**** Extracted material

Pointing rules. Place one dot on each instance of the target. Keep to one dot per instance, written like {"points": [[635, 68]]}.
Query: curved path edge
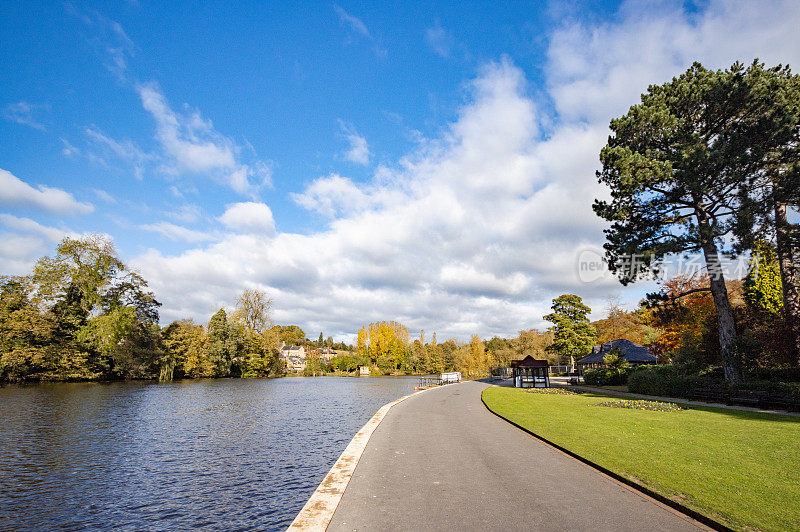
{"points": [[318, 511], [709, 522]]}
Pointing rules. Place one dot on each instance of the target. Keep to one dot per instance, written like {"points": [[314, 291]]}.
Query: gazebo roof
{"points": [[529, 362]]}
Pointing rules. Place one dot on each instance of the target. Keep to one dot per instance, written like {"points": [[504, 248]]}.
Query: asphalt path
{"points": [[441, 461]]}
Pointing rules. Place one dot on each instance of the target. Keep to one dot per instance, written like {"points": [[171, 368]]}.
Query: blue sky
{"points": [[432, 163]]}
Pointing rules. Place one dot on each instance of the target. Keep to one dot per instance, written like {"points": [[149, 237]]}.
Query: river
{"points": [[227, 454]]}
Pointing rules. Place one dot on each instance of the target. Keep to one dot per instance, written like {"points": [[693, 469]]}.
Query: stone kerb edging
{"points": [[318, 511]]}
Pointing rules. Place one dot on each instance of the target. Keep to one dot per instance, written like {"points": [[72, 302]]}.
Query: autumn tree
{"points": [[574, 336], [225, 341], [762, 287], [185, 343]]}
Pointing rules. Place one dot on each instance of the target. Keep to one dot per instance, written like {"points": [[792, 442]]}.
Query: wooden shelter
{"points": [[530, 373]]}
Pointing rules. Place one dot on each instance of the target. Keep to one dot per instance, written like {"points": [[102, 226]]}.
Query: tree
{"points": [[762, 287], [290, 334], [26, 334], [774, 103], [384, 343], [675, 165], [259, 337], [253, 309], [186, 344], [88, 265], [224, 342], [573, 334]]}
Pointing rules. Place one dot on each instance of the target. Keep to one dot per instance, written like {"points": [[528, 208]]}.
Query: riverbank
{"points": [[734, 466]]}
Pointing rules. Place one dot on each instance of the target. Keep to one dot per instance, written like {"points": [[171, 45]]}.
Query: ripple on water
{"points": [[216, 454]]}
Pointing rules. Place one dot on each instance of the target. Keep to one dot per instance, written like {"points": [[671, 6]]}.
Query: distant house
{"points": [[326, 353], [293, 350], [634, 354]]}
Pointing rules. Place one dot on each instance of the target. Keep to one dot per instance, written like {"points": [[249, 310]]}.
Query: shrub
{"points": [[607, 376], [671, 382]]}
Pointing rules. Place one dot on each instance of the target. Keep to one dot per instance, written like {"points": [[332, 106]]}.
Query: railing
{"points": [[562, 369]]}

********

Set task: Please pick out and copy every line of the items above that contains the string "path". Case counts when matching.

Output of the exercise:
Query: curved path edge
Query: asphalt path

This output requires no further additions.